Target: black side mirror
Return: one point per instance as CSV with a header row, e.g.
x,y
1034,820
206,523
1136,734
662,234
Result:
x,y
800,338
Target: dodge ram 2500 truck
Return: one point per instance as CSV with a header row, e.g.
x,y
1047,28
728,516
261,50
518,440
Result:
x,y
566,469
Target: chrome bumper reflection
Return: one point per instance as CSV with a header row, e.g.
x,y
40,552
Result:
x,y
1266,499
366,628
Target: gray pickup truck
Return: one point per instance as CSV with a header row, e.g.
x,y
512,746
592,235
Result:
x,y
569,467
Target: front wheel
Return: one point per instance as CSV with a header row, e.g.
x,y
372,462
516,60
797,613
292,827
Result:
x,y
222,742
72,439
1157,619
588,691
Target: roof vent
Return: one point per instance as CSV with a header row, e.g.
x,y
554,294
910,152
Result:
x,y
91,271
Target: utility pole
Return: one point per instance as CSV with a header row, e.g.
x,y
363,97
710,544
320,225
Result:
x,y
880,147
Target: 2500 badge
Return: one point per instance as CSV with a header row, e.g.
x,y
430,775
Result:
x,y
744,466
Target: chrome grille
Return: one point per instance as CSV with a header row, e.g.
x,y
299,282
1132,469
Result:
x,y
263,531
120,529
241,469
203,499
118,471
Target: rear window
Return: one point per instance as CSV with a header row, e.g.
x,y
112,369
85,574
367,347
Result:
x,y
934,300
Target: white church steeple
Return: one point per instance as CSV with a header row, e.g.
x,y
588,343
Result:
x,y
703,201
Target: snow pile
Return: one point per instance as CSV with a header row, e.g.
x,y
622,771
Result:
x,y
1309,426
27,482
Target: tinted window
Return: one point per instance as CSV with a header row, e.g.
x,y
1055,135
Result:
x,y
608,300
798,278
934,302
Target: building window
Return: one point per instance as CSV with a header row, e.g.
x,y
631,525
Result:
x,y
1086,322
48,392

::::

▶ **WHAT IS EXPECTED**: Output the complete data exactly as written.

▶ **RESPONSE BOX**:
Target: black side mirror
Return: one point per instance as CSV with a header row, e.g.
x,y
1034,820
206,523
1136,734
662,234
Result:
x,y
800,338
Target: dodge ram 2500 truck
Return: one point per instance as CSV with a header row, e.g.
x,y
1047,28
728,516
261,50
518,440
Result:
x,y
566,469
Target: chrome bumper reflection
Return: one point per instance as CSV with a header row, e.g.
x,y
40,552
Result:
x,y
1266,499
366,628
Target: gray pickup truck
Return: one point per instance as CSV with a header row, e.g.
x,y
512,746
592,235
Result:
x,y
569,467
Target: front wheel
Return: one point per instance as CSV with a header row, e.g.
x,y
372,462
516,60
797,613
292,827
Result:
x,y
222,742
72,439
1157,619
588,691
Target: roof vent
Return: one point per instance as CSV with a header row, e.g.
x,y
554,294
910,152
Result:
x,y
91,271
Target: utility pole
Return: one point per instance as CSV with a header row, e.g.
x,y
363,97
710,544
320,225
Result:
x,y
880,147
Target: 2500 badge
Return: one point per instance as CSV with a header row, e.g.
x,y
430,775
Result:
x,y
744,466
Target: chrome grille
Return: one point per instance as CSV with a header row, e.g.
x,y
299,282
1132,469
Result:
x,y
263,531
120,529
241,469
203,499
118,471
Target: rear window
Return: one point per instance as CSV with a header row, e.g.
x,y
112,369
85,574
367,347
Result:
x,y
934,300
Target: white church steeple
Return: one point per instance as CSV with a header row, e.g.
x,y
588,343
Result:
x,y
703,201
Target: snow pile
Return: one point per instance as CSV with a header row, e.g.
x,y
622,771
Result:
x,y
1309,426
27,482
Target: tinted window
Return: one point per instance as CSV with a header row, e.g.
x,y
1055,135
Result:
x,y
608,300
798,278
934,302
Target: building window
Return: one point per instance as CSV with a header row, e.g.
x,y
631,525
Result:
x,y
1086,322
48,392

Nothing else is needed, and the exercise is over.